[[ Given entries open ]]

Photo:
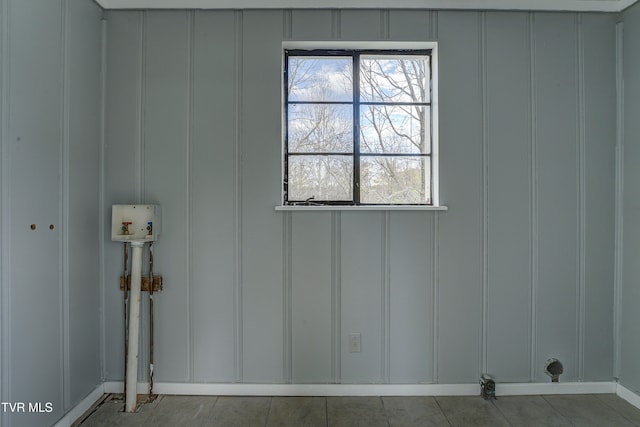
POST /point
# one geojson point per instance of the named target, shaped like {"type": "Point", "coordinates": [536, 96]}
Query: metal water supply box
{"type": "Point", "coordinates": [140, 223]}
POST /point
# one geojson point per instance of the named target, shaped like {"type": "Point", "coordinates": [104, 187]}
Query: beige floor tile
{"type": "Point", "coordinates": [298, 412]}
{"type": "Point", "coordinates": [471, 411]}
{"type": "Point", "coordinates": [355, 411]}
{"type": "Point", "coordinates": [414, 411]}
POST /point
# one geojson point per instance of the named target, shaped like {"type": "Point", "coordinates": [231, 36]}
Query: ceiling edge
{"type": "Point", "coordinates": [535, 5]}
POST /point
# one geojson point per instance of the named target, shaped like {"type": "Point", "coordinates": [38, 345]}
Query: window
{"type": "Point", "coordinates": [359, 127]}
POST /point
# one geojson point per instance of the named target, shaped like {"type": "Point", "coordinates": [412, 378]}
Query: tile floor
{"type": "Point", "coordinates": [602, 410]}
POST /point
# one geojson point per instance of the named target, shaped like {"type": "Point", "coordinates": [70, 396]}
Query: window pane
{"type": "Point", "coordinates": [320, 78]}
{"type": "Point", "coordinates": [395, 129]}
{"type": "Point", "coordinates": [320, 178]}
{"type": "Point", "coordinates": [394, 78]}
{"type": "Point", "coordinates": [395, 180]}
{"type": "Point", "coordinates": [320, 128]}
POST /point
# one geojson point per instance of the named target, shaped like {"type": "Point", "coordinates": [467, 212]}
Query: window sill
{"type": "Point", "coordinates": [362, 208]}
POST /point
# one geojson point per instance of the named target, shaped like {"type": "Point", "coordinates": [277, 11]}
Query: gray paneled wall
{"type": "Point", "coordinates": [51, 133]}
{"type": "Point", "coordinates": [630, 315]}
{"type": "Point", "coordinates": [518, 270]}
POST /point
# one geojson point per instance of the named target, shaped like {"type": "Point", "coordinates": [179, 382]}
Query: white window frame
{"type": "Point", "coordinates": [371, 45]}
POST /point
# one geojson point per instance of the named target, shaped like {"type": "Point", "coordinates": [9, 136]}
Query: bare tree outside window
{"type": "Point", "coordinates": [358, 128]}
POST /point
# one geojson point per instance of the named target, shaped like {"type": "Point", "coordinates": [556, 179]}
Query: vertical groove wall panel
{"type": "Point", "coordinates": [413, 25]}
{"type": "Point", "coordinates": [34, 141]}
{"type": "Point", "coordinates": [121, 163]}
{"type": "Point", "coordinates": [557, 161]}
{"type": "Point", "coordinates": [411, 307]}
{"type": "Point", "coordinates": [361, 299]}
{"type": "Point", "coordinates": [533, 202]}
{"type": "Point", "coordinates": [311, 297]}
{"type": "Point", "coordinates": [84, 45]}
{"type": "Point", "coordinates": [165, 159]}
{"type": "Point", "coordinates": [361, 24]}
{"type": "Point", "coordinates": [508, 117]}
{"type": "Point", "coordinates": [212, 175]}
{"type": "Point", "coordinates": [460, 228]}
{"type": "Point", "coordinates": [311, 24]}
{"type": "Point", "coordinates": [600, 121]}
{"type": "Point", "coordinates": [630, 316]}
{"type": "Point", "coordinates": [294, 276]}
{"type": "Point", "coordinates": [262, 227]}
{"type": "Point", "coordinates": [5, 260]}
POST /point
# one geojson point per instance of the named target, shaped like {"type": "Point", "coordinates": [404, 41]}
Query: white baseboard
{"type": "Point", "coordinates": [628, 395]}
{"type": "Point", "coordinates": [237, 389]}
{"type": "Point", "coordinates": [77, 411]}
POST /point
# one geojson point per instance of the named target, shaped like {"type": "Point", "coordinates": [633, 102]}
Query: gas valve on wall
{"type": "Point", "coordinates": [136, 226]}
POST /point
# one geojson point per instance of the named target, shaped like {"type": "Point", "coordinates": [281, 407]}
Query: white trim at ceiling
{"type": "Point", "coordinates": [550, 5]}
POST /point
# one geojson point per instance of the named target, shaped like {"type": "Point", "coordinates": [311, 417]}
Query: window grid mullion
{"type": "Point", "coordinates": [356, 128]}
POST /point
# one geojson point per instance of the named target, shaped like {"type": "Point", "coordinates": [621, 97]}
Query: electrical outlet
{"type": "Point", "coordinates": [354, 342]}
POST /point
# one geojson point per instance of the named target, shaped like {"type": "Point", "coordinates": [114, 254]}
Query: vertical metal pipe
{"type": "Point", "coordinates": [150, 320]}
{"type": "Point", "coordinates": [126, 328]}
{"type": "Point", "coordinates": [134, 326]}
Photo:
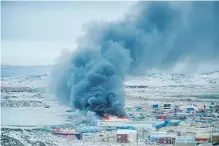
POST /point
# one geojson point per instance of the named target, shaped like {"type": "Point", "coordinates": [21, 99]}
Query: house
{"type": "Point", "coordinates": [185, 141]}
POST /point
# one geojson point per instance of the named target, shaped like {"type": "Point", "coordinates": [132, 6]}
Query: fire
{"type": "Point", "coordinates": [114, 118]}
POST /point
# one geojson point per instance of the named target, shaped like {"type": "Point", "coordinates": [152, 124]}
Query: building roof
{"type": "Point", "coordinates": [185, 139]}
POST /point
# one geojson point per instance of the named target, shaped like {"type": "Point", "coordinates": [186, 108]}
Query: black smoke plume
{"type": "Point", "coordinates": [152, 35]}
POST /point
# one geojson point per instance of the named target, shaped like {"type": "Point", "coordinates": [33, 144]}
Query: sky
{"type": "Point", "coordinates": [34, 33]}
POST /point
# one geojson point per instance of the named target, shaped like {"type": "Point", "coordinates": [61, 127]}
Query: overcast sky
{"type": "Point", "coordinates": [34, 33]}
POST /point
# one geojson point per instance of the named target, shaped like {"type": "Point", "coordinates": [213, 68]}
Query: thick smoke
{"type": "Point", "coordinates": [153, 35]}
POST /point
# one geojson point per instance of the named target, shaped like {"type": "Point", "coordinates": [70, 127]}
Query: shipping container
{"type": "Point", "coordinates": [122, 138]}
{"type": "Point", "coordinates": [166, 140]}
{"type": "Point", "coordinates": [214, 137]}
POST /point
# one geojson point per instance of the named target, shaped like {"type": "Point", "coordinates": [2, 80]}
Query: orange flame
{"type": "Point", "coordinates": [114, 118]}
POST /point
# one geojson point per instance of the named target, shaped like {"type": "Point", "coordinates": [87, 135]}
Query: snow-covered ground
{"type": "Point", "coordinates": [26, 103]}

[[ Given entries closed ]]

- Work order
Since the pictures are not wanted, set down only the rest of each record, exactly as above.

- Solution
Photo:
POST /point
# one geojson point per instance of the named target, shaped like {"type": "Point", "coordinates": [536, 96]}
Query: metal water supply box
{"type": "Point", "coordinates": [140, 223]}
POST /point
# one geojson point per instance of the named target, shaped like {"type": "Point", "coordinates": [104, 187]}
Query: beige floor tile
{"type": "Point", "coordinates": [298, 412]}
{"type": "Point", "coordinates": [471, 411]}
{"type": "Point", "coordinates": [355, 411]}
{"type": "Point", "coordinates": [414, 411]}
POST /point
# one geojson point per instance of the named target, shaped like {"type": "Point", "coordinates": [231, 36]}
Query: ceiling edge
{"type": "Point", "coordinates": [535, 5]}
POST /point
# one geojson point per instance of the named target, shaped like {"type": "Point", "coordinates": [38, 345]}
Query: window
{"type": "Point", "coordinates": [359, 127]}
POST /point
# one geojson point per instance of the named target, shaped like {"type": "Point", "coordinates": [412, 378]}
Query: tile floor
{"type": "Point", "coordinates": [602, 410]}
POST /point
# one geojson point per instance of the named target, shaped like {"type": "Point", "coordinates": [70, 396]}
Query: window pane
{"type": "Point", "coordinates": [320, 78]}
{"type": "Point", "coordinates": [395, 129]}
{"type": "Point", "coordinates": [320, 178]}
{"type": "Point", "coordinates": [394, 78]}
{"type": "Point", "coordinates": [395, 180]}
{"type": "Point", "coordinates": [320, 128]}
POST /point
# one geojson point per instance of the named target, shaped like {"type": "Point", "coordinates": [467, 212]}
Query: window sill
{"type": "Point", "coordinates": [362, 208]}
POST /point
# one geojson point per instance of the named target, shaped like {"type": "Point", "coordinates": [277, 11]}
Query: gray paneled wall
{"type": "Point", "coordinates": [51, 133]}
{"type": "Point", "coordinates": [630, 315]}
{"type": "Point", "coordinates": [518, 270]}
POST /point
# one geojson point per instance of the named target, shaped like {"type": "Point", "coordinates": [179, 382]}
Query: white window frame
{"type": "Point", "coordinates": [371, 45]}
POST /point
# one geojson point per instance of the named target, shaped like {"type": "Point", "coordinates": [9, 136]}
Query: bare tree outside window
{"type": "Point", "coordinates": [358, 128]}
POST /point
# one geojson point per instance of the named target, shaped like {"type": "Point", "coordinates": [556, 179]}
Query: vertical groove wall panel
{"type": "Point", "coordinates": [413, 25]}
{"type": "Point", "coordinates": [34, 141]}
{"type": "Point", "coordinates": [121, 163]}
{"type": "Point", "coordinates": [557, 161]}
{"type": "Point", "coordinates": [411, 307]}
{"type": "Point", "coordinates": [361, 299]}
{"type": "Point", "coordinates": [533, 202]}
{"type": "Point", "coordinates": [311, 297]}
{"type": "Point", "coordinates": [84, 45]}
{"type": "Point", "coordinates": [165, 159]}
{"type": "Point", "coordinates": [361, 24]}
{"type": "Point", "coordinates": [508, 117]}
{"type": "Point", "coordinates": [212, 175]}
{"type": "Point", "coordinates": [460, 228]}
{"type": "Point", "coordinates": [311, 24]}
{"type": "Point", "coordinates": [600, 121]}
{"type": "Point", "coordinates": [630, 316]}
{"type": "Point", "coordinates": [294, 276]}
{"type": "Point", "coordinates": [262, 227]}
{"type": "Point", "coordinates": [5, 260]}
POST /point
# one geojson point per instance of the named target, shaped like {"type": "Point", "coordinates": [404, 41]}
Query: white baseboard
{"type": "Point", "coordinates": [628, 395]}
{"type": "Point", "coordinates": [237, 389]}
{"type": "Point", "coordinates": [77, 411]}
POST /point
# one geojson point per instance of the named target, shaped like {"type": "Point", "coordinates": [633, 102]}
Query: gas valve on wall
{"type": "Point", "coordinates": [136, 226]}
POST /point
# one geojson point per instance of the named target, shaped like {"type": "Point", "coordinates": [281, 407]}
Query: white trim at ceiling
{"type": "Point", "coordinates": [550, 5]}
POST /point
# one geojson point per instance of the named target, shaped like {"type": "Point", "coordinates": [311, 417]}
Query: window grid mullion
{"type": "Point", "coordinates": [356, 128]}
POST /point
# one geojson point per instance of the named target, shaped like {"type": "Point", "coordinates": [621, 97]}
Query: electrical outlet
{"type": "Point", "coordinates": [354, 342]}
POST /point
# one geojson point per instance of the named target, shaped like {"type": "Point", "coordinates": [114, 254]}
Query: vertical metal pipe
{"type": "Point", "coordinates": [150, 320]}
{"type": "Point", "coordinates": [126, 328]}
{"type": "Point", "coordinates": [134, 326]}
Photo:
POST /point
# one geojson point per instance of the named target, shaped like {"type": "Point", "coordinates": [21, 99]}
Query: house
{"type": "Point", "coordinates": [185, 141]}
POST /point
# one geojson point per instance of the named target, shaped like {"type": "Point", "coordinates": [132, 6]}
Query: fire
{"type": "Point", "coordinates": [114, 118]}
POST /point
# one geojson point per instance of the named target, shaped like {"type": "Point", "coordinates": [152, 124]}
Query: building roof
{"type": "Point", "coordinates": [185, 139]}
POST /point
# one geojson point per instance of the named target, shaped like {"type": "Point", "coordinates": [186, 108]}
Query: black smoke plume
{"type": "Point", "coordinates": [152, 35]}
POST /point
# one geojson point per instance of the named target, shaped like {"type": "Point", "coordinates": [33, 144]}
Query: sky
{"type": "Point", "coordinates": [34, 33]}
POST /point
# one geojson point per instance of the named target, shaped like {"type": "Point", "coordinates": [61, 127]}
Query: overcast sky
{"type": "Point", "coordinates": [34, 33]}
POST /point
# one geojson point per instance of the named target, shaped like {"type": "Point", "coordinates": [213, 68]}
Query: thick smoke
{"type": "Point", "coordinates": [153, 35]}
POST /point
# one geojson point per instance of the named target, shaped like {"type": "Point", "coordinates": [70, 127]}
Query: shipping container
{"type": "Point", "coordinates": [122, 138]}
{"type": "Point", "coordinates": [166, 140]}
{"type": "Point", "coordinates": [214, 137]}
POST /point
# one geojson point per instance of the named target, shaped like {"type": "Point", "coordinates": [2, 80]}
Query: orange flame
{"type": "Point", "coordinates": [114, 118]}
POST /point
# one geojson point per instance of the named target, shaped like {"type": "Point", "coordinates": [87, 135]}
Query: snow-covered ground
{"type": "Point", "coordinates": [26, 103]}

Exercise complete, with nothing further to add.